======== Extrait fourni ========

Exploration de la cellule d'un couple en crise, le film de Christoffer Boe s'inscrit dans une longue tradition chère au cinéma d'auteur européen, en y adjoignant une illustration allégorique, aux frontières de l'horreur à la manière d'un Zulawski dans POSSESSION, l'hystérie en moins. Encore que...

Le film disséque avec une précision quasi chirurgicale la lente descente d'un homme dans les recoins torturés et douloureux de son âme éprise d'une femme qui s'en éloigne peu à peu. Sa transformation psychologique, le passage de l'état amoureux d'un dépendant affectif extrême à celui de la haine pure. BEAST nous offre le spectacle de l'entre-deux. Les diffèrentes nuances de dégradation magnifiquement retranscries par l'interprétation percutante de Nicolas Bro vont opérer tout un tas de transformations, à la fois sur la narration du film, sa mise en scène et de manière encore plus spectaculaire sur le physique même de l'acteur principal, réduit à un état primaire de violence de moins en moins contenue.

========

Reproduisez à l'identique le passage de la critique de BEAST qui va de "Le film disséque" à "en moins contenue.".

======== Informations fournies ========

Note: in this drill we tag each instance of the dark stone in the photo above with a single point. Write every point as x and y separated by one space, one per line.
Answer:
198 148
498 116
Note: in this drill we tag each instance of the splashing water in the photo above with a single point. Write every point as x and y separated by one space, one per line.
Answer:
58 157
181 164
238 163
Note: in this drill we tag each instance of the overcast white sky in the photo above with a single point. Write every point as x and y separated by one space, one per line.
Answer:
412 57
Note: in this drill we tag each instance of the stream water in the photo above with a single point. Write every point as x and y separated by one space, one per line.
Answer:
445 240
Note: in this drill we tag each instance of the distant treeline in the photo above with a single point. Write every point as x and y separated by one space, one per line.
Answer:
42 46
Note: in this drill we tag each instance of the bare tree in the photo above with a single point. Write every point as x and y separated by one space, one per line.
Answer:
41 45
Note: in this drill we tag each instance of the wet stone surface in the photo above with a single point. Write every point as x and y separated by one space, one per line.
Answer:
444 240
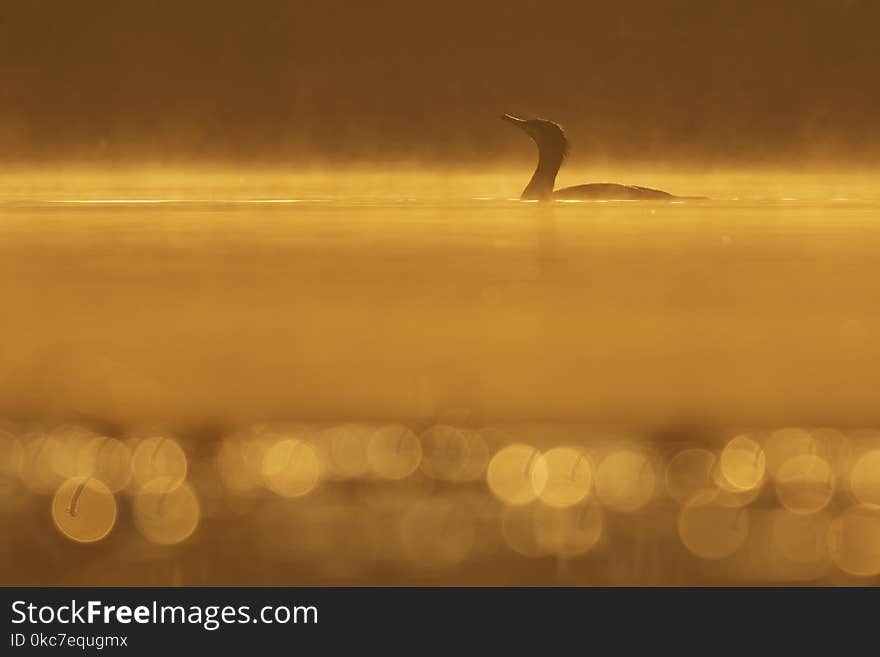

========

§ Solution rédigée:
Le film disséque avec une précision quasi chirurgicale la lente descente d'un homme dans les recoins torturés et douloureux de son âme éprise d'une femme qui s'en éloigne peu à peu. Sa transformation psychologique, le passage de l'état amoureux d'un dépendant affectif extrême à celui de la haine pure. BEAST nous offre le spectacle de l'entre-deux. Les diffèrentes nuances de dégradation magnifiquement retranscries par l'interprétation percutante de Nicolas Bro vont opérer tout un tas de transformations, à la fois sur la narration du film, sa mise en scène et de manière encore plus spectaculaire sur le physique même de l'acteur principal, réduit à un état primaire de violence de moins en moins contenue.